Aim of the task
Please switch "Found" to "Result" throughout the material below, leaving all else unchanged.

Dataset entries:
· · · ·

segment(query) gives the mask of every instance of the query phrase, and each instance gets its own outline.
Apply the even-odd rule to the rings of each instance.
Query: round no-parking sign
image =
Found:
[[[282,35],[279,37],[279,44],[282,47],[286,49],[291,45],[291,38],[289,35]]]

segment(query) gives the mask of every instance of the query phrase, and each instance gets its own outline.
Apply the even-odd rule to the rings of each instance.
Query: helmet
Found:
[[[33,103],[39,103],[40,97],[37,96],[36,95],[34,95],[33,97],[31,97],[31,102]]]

· · · ·

Output below
segment(query) gives the mask of every instance of the query phrase, and each instance gets its own outline.
Apply the even-odd rule to the rings of each instance.
Query: round no-parking sign
image =
Result:
[[[282,35],[279,37],[279,44],[282,47],[286,49],[291,45],[291,38],[289,35]]]

segment(query) gives the mask of every instance of the query phrase, and each instance gets its own outline.
Apply the even-odd rule to the rings of each instance.
Query: helmet
Result:
[[[33,103],[39,103],[40,97],[37,96],[36,95],[34,95],[33,97],[31,97],[31,102]]]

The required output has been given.